▶ _Exercise material_
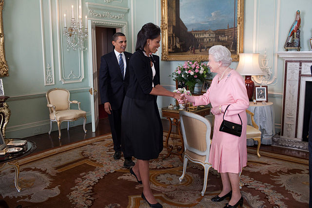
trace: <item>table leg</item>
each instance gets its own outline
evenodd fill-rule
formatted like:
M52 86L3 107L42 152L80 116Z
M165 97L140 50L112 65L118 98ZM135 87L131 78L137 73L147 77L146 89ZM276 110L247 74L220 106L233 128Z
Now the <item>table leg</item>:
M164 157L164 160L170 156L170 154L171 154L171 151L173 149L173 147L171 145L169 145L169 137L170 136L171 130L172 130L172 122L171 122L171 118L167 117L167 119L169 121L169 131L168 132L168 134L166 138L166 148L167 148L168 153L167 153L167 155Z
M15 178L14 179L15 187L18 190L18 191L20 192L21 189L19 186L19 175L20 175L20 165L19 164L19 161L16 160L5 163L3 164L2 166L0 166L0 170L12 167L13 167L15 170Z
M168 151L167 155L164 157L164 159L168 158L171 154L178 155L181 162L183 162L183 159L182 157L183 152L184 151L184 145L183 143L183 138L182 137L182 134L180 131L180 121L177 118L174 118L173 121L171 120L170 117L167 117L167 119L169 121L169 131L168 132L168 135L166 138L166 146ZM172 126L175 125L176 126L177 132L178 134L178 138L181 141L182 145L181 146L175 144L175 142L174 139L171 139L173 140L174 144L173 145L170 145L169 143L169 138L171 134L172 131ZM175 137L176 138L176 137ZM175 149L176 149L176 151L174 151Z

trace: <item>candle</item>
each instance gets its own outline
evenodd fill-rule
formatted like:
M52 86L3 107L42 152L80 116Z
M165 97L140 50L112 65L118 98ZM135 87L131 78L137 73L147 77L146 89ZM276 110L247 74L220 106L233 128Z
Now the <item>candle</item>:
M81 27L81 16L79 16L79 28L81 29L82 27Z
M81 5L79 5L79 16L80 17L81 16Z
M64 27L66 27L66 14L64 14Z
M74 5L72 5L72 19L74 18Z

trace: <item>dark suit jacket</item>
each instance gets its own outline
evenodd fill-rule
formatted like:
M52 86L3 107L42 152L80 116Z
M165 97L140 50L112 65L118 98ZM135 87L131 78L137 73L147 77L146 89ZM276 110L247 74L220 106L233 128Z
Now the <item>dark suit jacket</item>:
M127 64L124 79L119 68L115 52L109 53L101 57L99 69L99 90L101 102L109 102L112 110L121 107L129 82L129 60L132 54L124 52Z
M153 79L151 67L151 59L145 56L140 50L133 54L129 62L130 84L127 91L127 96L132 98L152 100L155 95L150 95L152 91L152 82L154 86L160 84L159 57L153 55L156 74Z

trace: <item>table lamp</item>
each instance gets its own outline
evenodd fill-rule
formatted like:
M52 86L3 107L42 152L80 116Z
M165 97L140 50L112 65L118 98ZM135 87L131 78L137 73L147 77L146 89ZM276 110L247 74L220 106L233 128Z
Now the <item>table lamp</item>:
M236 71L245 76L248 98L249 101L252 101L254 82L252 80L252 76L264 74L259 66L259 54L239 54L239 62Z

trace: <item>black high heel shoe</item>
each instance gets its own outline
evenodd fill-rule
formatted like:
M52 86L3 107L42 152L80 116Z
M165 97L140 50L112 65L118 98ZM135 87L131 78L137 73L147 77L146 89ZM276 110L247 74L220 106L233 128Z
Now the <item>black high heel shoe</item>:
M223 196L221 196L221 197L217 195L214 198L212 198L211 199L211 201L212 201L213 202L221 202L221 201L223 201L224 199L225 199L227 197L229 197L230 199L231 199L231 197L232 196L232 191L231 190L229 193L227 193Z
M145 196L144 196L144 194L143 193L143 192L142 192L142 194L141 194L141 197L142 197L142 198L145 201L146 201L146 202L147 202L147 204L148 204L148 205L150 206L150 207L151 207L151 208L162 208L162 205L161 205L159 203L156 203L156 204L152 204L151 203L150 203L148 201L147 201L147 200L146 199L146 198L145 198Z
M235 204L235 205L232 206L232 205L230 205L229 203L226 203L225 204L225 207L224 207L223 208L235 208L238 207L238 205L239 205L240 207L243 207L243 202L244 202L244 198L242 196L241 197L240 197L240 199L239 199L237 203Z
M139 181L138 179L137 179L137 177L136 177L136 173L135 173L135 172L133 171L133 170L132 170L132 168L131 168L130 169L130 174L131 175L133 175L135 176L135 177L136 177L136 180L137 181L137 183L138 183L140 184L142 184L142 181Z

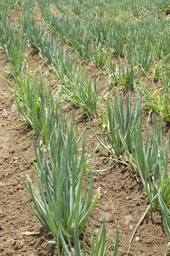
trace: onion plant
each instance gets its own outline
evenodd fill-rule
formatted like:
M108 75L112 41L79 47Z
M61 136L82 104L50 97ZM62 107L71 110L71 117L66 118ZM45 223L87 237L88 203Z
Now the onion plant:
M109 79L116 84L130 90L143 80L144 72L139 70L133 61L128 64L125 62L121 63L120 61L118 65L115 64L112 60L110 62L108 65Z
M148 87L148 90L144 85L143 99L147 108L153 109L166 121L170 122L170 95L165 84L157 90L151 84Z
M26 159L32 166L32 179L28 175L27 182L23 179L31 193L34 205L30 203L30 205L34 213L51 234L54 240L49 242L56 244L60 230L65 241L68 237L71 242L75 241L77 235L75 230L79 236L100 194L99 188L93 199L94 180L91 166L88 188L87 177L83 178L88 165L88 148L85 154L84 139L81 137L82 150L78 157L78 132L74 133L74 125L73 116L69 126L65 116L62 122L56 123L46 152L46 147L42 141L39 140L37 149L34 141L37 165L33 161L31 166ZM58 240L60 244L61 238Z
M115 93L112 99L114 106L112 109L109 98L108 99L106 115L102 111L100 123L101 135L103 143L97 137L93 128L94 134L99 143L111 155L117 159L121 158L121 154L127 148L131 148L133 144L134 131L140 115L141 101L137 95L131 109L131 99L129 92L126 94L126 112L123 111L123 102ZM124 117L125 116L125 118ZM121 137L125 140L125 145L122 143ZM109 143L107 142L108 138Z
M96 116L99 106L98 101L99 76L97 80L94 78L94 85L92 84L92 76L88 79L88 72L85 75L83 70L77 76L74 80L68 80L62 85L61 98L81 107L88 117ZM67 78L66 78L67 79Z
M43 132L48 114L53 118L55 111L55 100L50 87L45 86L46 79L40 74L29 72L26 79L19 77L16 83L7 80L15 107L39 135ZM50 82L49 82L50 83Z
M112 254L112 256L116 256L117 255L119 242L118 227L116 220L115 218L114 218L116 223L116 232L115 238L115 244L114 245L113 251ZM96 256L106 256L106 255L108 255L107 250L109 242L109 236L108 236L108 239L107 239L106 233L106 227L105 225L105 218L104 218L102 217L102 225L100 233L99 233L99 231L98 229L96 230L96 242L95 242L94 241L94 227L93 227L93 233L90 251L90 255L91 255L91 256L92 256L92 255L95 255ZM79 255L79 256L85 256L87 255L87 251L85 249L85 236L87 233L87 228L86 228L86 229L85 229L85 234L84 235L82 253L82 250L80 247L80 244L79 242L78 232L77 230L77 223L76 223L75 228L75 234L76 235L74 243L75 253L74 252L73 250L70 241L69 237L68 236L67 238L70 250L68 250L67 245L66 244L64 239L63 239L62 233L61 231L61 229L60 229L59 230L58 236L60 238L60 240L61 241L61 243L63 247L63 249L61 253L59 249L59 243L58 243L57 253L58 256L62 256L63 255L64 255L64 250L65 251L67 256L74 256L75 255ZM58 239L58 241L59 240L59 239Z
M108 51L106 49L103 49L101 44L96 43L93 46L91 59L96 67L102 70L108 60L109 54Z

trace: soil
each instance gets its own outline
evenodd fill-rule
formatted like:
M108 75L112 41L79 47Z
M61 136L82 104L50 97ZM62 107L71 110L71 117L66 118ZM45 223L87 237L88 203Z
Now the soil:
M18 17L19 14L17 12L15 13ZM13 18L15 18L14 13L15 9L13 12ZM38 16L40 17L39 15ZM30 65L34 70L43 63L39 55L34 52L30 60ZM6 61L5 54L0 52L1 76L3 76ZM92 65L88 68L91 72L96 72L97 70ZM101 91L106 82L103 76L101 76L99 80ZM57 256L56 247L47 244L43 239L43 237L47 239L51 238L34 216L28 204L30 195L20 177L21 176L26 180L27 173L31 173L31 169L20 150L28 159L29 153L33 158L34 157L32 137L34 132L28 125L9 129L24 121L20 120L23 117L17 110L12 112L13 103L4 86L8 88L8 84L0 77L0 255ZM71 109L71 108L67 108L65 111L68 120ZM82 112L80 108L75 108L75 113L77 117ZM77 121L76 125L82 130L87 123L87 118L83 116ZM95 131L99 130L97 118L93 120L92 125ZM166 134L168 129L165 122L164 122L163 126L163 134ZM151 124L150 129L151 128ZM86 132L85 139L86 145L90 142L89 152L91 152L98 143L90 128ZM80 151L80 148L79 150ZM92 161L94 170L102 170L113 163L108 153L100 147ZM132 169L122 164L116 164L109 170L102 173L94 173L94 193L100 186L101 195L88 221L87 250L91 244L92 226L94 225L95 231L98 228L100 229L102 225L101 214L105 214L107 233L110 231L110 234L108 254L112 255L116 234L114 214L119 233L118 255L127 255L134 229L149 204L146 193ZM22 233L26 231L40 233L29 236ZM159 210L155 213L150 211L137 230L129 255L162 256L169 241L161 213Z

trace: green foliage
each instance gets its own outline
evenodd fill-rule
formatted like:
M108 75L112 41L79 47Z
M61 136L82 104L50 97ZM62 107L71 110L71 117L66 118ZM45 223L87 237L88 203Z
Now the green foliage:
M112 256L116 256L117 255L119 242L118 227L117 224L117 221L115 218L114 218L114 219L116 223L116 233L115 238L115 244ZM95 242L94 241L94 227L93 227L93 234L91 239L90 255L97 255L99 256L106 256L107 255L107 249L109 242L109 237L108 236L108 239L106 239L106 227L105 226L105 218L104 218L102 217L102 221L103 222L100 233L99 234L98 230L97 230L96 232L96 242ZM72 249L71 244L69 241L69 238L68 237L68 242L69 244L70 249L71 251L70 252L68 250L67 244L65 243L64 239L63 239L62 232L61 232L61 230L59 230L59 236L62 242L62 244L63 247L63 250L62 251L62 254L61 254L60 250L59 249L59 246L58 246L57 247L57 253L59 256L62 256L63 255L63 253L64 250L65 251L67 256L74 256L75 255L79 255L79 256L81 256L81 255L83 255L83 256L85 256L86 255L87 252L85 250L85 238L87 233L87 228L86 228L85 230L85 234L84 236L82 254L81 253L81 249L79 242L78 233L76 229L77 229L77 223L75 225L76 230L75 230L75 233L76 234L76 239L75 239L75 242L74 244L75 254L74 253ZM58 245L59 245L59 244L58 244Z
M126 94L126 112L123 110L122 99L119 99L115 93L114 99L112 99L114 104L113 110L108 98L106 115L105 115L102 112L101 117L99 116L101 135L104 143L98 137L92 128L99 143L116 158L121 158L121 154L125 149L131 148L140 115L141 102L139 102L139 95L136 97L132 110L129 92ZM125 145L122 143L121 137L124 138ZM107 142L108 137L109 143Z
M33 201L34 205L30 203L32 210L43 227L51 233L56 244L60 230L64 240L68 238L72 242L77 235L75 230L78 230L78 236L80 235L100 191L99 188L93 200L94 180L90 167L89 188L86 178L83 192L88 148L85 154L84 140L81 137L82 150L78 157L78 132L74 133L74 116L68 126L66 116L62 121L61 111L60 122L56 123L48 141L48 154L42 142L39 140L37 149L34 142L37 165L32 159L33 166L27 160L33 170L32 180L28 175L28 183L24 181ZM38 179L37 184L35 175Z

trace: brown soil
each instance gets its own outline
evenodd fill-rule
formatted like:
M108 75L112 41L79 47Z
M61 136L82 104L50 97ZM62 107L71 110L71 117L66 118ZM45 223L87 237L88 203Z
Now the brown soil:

▶ _Stated problem_
Rewrite the rows starting with the line that contains "trace: onion plant" and going on through the line that contains "M148 87L148 90L144", replacing "outline" with "polygon" and keeping everything else unchanged. Output only those lines.

▶ _Result of the task_
trace: onion plant
each instance gets its own polygon
evenodd fill-rule
formatted like:
M108 75L112 41L79 47Z
M61 136L82 104L50 97ZM62 107L71 110L71 117L66 118ZM45 223L87 237L88 203Z
Now the onion plant:
M109 79L116 84L130 90L143 80L144 72L139 70L133 61L128 64L125 62L121 63L120 61L118 65L115 64L112 60L110 62L108 65Z
M148 87L148 90L144 85L143 99L147 108L153 109L166 121L170 122L170 95L165 84L157 90L151 84Z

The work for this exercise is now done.